▸ **Exercise requirements**
Down to the last line, print the entries below exactly, and keep every picture out of the copy.
(Exercise data)
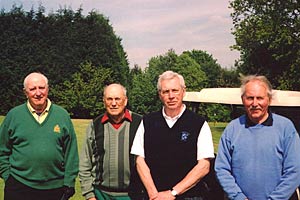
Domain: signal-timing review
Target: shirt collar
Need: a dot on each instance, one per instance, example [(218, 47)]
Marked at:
[(173, 118), (127, 116), (267, 122), (32, 110)]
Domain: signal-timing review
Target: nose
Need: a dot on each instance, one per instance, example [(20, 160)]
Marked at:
[(255, 102), (113, 102), (38, 92), (171, 94)]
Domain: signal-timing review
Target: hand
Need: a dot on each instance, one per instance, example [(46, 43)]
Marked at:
[(68, 192), (165, 195)]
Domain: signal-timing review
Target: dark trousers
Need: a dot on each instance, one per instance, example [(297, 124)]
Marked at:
[(14, 190)]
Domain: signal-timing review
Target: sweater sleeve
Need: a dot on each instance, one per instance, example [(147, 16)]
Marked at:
[(290, 178), (71, 156), (87, 164), (224, 171), (5, 149)]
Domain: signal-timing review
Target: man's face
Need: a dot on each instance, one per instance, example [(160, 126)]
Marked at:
[(256, 101), (115, 101), (171, 94), (37, 91)]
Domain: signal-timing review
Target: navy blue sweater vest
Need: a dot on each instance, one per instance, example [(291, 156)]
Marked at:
[(171, 153)]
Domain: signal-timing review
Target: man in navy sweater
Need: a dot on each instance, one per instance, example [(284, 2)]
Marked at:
[(258, 155), (173, 146)]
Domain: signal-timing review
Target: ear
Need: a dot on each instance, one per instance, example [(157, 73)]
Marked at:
[(24, 90), (125, 101)]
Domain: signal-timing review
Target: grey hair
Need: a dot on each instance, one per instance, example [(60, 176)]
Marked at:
[(27, 77), (262, 79), (116, 84), (167, 75)]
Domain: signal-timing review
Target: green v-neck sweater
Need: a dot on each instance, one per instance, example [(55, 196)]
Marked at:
[(41, 156)]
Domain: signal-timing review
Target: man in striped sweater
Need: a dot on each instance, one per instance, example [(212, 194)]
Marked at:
[(105, 162)]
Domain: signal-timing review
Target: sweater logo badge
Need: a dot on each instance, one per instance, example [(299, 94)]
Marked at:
[(56, 129), (184, 136)]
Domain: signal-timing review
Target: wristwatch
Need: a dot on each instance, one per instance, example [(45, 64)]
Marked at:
[(174, 193)]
(End Exercise data)
▸ **Solution for this task**
Domain: signal-timing review
Target: shirt collar
Need: a dot on each instance, one per instance, example [(218, 47)]
Marked at:
[(173, 118), (127, 116), (267, 122), (32, 110)]
Domain: signal-timing review
Target: nose
Need: a dot on each instance, one per instance, example [(20, 160)]
Marked at:
[(255, 102), (113, 102), (38, 92), (171, 94)]
Domain: signal-timing review
Target: hand
Need: a dot on each instance, one per instance, example [(46, 43)]
Marked at:
[(68, 192), (165, 195)]
Domain: signal-timing review
Target: dark trousers
Need: a dot on each instance, one per instance, example [(297, 124)]
Marked at:
[(14, 190)]
Domain: signal-timing review
Target: sweater sleeve
Need: a dot on each instance, one per instance, example [(147, 16)]
Marked at:
[(290, 178), (71, 156), (87, 164), (224, 171), (5, 149)]
Domain: signal-timing review
Target: man's face
Need: a dot on each instance, one per instance, example [(160, 126)]
Marked at:
[(256, 101), (115, 101), (171, 94), (37, 91)]
Domain: signal-timing review
Target: navy blue sweater vest
Need: a dot on each instance, one per instance, example [(291, 156)]
Marked at:
[(171, 153)]
Domain: signal-timing review
Target: man in navy sweater
Need: a dot on each instance, one per instance, example [(284, 2)]
Marked at:
[(258, 155), (173, 146)]
Domain: signal-timing review
Target: ear
Need: a dot on each instance, one per instance, example [(157, 73)]
Marked at:
[(24, 90), (125, 101)]
Domain: signal-timing review
Target: grey hair
Need: a dot on each instance, one per instance, example [(60, 176)]
Marked at:
[(27, 77), (262, 79), (116, 84), (167, 75)]
Domain: signal-timing review
Target: green v-neck sweater
Need: a dot on each instance, one per instance, example [(55, 196)]
Marked at:
[(41, 156)]
Domain: signal-timing review
Target: man in striped sweater
Need: a dot on each instance, one per instance, example [(212, 194)]
Marked at:
[(105, 162)]
Domain: signal-timing review
Target: sweater logo badge
Need: a dot on each instance, one per instance, example [(299, 94)]
Marked at:
[(56, 129), (184, 136)]
Domain: signal-timing review
Target: wristwatch
Need: a dot on each instance, one per instance, example [(45, 64)]
Marked at:
[(174, 193)]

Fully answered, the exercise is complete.